Brief: Rewrite every line of the entries below as a numbered list, skipping any blank lines. Leave the pictures out of your list.

Provided data:
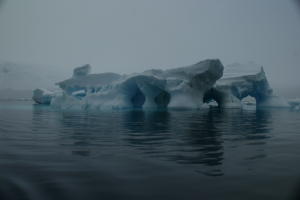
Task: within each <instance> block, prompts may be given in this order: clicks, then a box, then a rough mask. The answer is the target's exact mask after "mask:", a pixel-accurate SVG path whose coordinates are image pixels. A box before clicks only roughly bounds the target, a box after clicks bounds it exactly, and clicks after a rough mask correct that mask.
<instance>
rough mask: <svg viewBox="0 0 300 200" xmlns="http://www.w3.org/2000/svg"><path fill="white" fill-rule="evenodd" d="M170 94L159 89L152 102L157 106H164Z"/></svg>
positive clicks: (166, 102)
mask: <svg viewBox="0 0 300 200" xmlns="http://www.w3.org/2000/svg"><path fill="white" fill-rule="evenodd" d="M170 99H171V95H170V94H169V93H168V92H166V91H161V92H160V93H159V94H158V95H157V96H156V97H155V98H154V102H155V103H156V105H157V107H158V108H166V107H167V106H168V104H169V103H170Z"/></svg>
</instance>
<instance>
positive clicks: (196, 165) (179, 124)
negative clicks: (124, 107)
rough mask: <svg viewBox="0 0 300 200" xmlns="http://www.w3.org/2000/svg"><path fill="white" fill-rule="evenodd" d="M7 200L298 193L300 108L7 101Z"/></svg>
mask: <svg viewBox="0 0 300 200" xmlns="http://www.w3.org/2000/svg"><path fill="white" fill-rule="evenodd" d="M0 199H1V200H44V199H45V200H69V199H70V200H79V199H84V200H94V199H95V200H100V199H101V200H102V199H103V200H110V199H117V200H119V199H122V200H135V199H137V200H147V199H151V200H160V199H162V200H169V199H170V200H177V199H178V200H194V199H195V200H200V199H204V200H214V199H216V200H218V199H226V200H227V199H228V200H235V199H237V200H245V199H249V200H254V199H255V200H258V199H263V200H266V199H280V200H281V199H291V200H293V199H295V200H296V199H300V112H299V111H292V110H289V109H266V110H256V109H255V107H251V106H250V107H249V108H247V109H245V110H238V109H236V110H235V109H232V110H229V109H228V110H219V109H218V108H208V109H204V110H190V111H183V110H178V111H176V110H175V111H173V110H169V111H142V110H134V111H98V112H96V111H95V112H88V111H58V110H53V109H51V108H49V107H47V106H39V105H34V104H33V103H32V102H30V101H28V102H17V101H1V102H0Z"/></svg>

Solution below:
1. Task: within each <instance> block, prompts may be given in this order: clicks, then a box, then a rough mask. The answer is the target's exact mask after "mask:", a pixel-accurate SVG path whose coordinates are image pixels. A box before clicks only roughly bounds the target, a box after clicks bounds it exactly, and clicks after a rough mask correct that mask.
2. <instance>
3. rough mask: <svg viewBox="0 0 300 200" xmlns="http://www.w3.org/2000/svg"><path fill="white" fill-rule="evenodd" d="M170 94L159 89L152 102L157 106H164Z"/></svg>
4. positive clicks: (166, 102)
5. mask: <svg viewBox="0 0 300 200" xmlns="http://www.w3.org/2000/svg"><path fill="white" fill-rule="evenodd" d="M170 99H171V95H170V94H169V93H168V92H166V91H161V92H160V93H159V94H158V95H157V96H156V97H155V98H154V102H155V103H156V105H157V107H158V108H166V107H167V106H168V104H169V103H170Z"/></svg>
6. </instance>
7. <instance>
8. positive clicks: (196, 165) (179, 124)
9. negative clicks: (124, 107)
10. rough mask: <svg viewBox="0 0 300 200" xmlns="http://www.w3.org/2000/svg"><path fill="white" fill-rule="evenodd" d="M7 200L298 193L300 108L7 101Z"/></svg>
11. mask: <svg viewBox="0 0 300 200" xmlns="http://www.w3.org/2000/svg"><path fill="white" fill-rule="evenodd" d="M0 199H1V200H44V199H45V200H69V199H70V200H79V199H84V200H94V199H95V200H100V199H101V200H102V199H103V200H110V199H117V200H119V199H122V200H135V199H137V200H147V199H151V200H160V199H162V200H169V199H170V200H177V199H178V200H194V199H195V200H200V199H204V200H214V199H216V200H218V199H226V200H227V199H228V200H235V199H237V200H245V199H249V200H254V199H255V200H258V199H263V200H266V199H280V200H281V199H291V200H293V199H295V200H296V199H300V112H299V111H292V110H289V109H266V110H256V109H255V107H251V106H250V107H249V108H247V109H245V110H238V109H236V110H235V109H232V110H229V109H228V110H219V109H218V108H208V109H204V110H190V111H183V110H178V111H176V110H175V111H173V110H169V111H142V110H134V111H98V112H96V111H95V112H88V111H58V110H53V109H51V108H49V107H47V106H39V105H34V104H33V103H32V102H30V101H28V102H17V101H1V102H0Z"/></svg>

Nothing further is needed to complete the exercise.